Monday, January 23, 2012

Back Bends

Mostly I tolerate backbends. Except bridge. I hate bridge. I feel like I'm trying to stuff tissues into a full tissue box. Maybe it's because I'm short waist-ed.  I'm very obedient though, I always include a bridge or two in my practice (3 my first yoga teacher used to say- "backbends are like pancakes, you throw the first 2 away")

Then while I was traveling I accidentally took a hot yoga class where they did tons and tons of standing backbends. I could tell the woman in front of me LOVED backbends. She just had that sense of joy in her backbends, of spaciousness and ease as she gazed evenly behind her.

Moreover, as I got on my mat the next day some knowing had remained in my body. There was some spaciousness left in my muscles and spine from the previous days class. Every sun salutation brought me back to that surprising feeling of openness as I stretched backward from standing mountain pose.  I returned to my home studio requesting, of all things, backbends.

I naturally have kind of an extreme curve in my lower back (my parents and pediatrician used to worry about it when I was little). It means that I am kind of already in a forward fold just standing in Tadasana, and it means that my lower back often feels a little crunched. Every time I visit a new class or meet a new teacher their first recommendation is that I curl my tailbone under. (I know. I'm working on it. I've been working on it since I was 6. Sigh.)

Our teacher often gives the suggestion during backbends to pull the deepest curve out of the lower back and into the middle and upper back. This suggestion plus years of chest openers is finally starting to amount to something- the feeling that backbending can be an opening up instead of a closing down. Recently we were in Pigeon pose and the teacher handed me a pair of blocks "I think you will like this better with blocks" he said. As I grounded my hands into the blocks there was just more and more room to move that curve into the middle and upper back. It was challenging, it was interesting, it was fresh and new. I could finally imagine a time when I might like backbends.

Data supplied =>
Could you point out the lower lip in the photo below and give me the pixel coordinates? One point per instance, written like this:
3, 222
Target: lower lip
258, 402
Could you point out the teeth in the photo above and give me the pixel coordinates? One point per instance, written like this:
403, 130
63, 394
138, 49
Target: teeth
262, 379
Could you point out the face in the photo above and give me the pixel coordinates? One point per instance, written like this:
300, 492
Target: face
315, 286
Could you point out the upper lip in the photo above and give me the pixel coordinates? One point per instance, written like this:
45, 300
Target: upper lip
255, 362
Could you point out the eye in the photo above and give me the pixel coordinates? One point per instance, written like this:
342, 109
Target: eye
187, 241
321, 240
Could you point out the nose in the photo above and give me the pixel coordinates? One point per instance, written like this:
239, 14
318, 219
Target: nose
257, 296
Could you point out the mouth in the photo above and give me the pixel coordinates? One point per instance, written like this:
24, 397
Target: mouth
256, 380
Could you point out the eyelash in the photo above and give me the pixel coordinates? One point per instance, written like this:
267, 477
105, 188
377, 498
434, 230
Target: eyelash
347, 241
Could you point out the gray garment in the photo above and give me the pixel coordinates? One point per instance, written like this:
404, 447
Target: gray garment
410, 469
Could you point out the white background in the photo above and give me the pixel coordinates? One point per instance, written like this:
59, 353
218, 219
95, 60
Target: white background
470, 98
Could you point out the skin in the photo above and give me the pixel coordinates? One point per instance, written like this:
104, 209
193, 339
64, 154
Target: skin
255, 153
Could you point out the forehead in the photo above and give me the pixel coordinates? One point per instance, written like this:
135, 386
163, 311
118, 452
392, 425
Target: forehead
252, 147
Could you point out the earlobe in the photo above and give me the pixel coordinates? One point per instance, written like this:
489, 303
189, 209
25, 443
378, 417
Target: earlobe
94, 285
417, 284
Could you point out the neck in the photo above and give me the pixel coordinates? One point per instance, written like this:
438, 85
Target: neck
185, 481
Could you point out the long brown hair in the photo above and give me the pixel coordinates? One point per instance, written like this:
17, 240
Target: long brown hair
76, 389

Required work =>
(A) Using the backbends post, decide whether each statement agrees with it. For each, answer yes or no and quote the words that settle it.
(i) The writer's first yoga teacher compared backbends to pancakes.
(ii) The writer took the hot yoga class at the home studio.
(iii) In Pigeon pose, the teacher handed the writer a strap.
(B) Condense the paragraph of the backbends post that opens "I naturally have kind of an extreme curve" into a short bulleted list that keeps its main facts.
(C) According to the backbends post, what does doing bridge feel like to the writer?
The entries have nothing to do with the backbends post.

Answers by item =>
(A)
(i) Yes: "backbends are like pancakes, you throw the first 2 away"
(ii) No: "while I was traveling I accidentally took a hot yoga class"
(iii) No: "the teacher handed me a pair of blocks"

(B)
- The writer has a naturally extreme curve in the lower back, which worried the writer's parents and pediatrician during childhood.
- Because of it, standing in Tadasana already feels like a forward fold, and the lower back often feels crunched.
- New teachers always first recommend curling the tailbone under.
- The writer has been working on this since age 6.

(C) It feels like trying to stuff tissues into a full tissue box.